Goal —
Reproduce only the part of the material that opens with the line containing "indicate the hazy sky, one dot per instance" and closes with the last line of the material, with both ends and the requests included. Add -58 to every point coordinate in the answers.

• • • •

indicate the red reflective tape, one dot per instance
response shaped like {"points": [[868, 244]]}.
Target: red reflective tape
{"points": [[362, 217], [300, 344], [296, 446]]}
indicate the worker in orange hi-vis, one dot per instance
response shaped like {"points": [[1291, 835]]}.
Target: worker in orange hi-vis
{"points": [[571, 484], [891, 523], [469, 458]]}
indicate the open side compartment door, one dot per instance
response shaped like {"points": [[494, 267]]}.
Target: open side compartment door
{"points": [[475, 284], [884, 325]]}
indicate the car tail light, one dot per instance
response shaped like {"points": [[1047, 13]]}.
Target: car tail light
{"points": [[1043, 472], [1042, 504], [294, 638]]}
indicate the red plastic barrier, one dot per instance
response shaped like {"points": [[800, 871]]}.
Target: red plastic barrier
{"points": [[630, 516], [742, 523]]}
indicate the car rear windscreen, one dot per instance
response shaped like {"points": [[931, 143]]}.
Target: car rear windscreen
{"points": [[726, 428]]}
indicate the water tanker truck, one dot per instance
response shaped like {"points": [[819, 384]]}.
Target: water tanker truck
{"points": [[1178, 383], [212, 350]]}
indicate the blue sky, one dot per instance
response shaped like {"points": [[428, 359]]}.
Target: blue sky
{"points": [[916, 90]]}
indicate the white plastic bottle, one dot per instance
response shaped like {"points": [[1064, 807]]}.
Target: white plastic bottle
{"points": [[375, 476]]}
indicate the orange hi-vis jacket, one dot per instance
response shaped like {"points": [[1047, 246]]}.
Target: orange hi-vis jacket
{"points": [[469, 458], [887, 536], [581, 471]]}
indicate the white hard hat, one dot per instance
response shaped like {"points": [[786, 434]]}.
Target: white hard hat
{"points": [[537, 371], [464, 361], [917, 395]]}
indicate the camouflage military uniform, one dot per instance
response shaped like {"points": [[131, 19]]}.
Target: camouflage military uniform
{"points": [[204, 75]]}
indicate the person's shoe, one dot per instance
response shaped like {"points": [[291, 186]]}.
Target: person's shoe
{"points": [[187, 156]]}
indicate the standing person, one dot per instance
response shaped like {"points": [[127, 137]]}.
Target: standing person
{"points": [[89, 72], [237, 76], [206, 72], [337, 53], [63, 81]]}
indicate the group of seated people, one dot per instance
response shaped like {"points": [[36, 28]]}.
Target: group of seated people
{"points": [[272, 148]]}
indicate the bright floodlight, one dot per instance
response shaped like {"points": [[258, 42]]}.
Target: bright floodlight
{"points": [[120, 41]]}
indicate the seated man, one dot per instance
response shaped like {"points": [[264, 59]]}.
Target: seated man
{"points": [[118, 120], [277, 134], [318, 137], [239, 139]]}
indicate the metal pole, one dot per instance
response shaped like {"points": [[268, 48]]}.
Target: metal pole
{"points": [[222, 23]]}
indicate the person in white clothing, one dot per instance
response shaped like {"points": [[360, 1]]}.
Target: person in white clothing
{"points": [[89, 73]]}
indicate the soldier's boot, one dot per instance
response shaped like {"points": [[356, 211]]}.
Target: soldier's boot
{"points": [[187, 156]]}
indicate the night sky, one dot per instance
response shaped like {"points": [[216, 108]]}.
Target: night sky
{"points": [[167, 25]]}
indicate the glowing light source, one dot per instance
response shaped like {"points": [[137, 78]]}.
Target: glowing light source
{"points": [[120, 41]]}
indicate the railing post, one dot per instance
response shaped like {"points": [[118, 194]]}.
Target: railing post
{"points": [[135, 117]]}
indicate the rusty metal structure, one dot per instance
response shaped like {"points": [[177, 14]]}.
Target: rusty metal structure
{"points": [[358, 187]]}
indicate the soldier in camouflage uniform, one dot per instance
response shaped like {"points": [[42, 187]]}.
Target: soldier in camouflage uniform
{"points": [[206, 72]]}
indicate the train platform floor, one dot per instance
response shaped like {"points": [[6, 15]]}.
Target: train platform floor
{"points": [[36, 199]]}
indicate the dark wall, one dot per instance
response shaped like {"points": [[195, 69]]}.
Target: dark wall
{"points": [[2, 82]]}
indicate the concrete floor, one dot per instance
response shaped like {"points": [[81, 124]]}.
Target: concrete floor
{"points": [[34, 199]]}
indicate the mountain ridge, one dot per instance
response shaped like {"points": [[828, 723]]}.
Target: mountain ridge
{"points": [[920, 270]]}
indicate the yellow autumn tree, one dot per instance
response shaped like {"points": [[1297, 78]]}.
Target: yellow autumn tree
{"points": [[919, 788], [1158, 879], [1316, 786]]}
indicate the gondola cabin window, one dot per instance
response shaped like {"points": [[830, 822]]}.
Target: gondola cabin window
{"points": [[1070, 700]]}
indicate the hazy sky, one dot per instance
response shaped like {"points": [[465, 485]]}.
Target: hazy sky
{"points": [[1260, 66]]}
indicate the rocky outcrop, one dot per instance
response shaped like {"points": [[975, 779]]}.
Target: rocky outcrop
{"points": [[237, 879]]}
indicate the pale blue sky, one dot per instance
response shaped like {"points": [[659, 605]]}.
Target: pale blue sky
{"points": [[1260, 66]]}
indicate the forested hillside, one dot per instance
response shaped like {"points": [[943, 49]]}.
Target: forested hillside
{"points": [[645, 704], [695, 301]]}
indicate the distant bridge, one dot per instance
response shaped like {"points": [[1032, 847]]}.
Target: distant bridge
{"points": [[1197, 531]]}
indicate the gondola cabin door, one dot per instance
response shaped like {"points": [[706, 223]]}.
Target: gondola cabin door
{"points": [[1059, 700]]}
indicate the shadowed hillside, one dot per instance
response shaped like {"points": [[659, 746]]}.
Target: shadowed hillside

• • • •

Exercise output —
indicate the hazy sky, one dot per instance
response shaped like {"points": [[465, 485]]}.
Target: hazy sky
{"points": [[1202, 8]]}
indicate the rocky outcrop, one dot per instance
response shaped like {"points": [[975, 779]]}.
Target: rocky outcrop
{"points": [[179, 821]]}
indicate the pale blue sky, one dot per instance
response shaped like {"points": [[659, 605]]}.
Target: pale blue sky
{"points": [[1202, 8]]}
indicate the forested hillside, one dot per instance
response shaped like {"points": [[943, 49]]}.
Target: forested hillside
{"points": [[587, 646], [637, 243]]}
indicate the distant bridge, one dot per instance
response shaped like {"points": [[1032, 847]]}.
Target: distant bridge
{"points": [[1139, 473]]}
indicate the gondola cabin door, one dot per instance
response shaped like {"points": [[706, 223]]}.
Target: gondola cabin door
{"points": [[1001, 642]]}
indicate the shadowed hillside, one dot per instance
response shaped like {"points": [[659, 746]]}.
Target: shadowed hillside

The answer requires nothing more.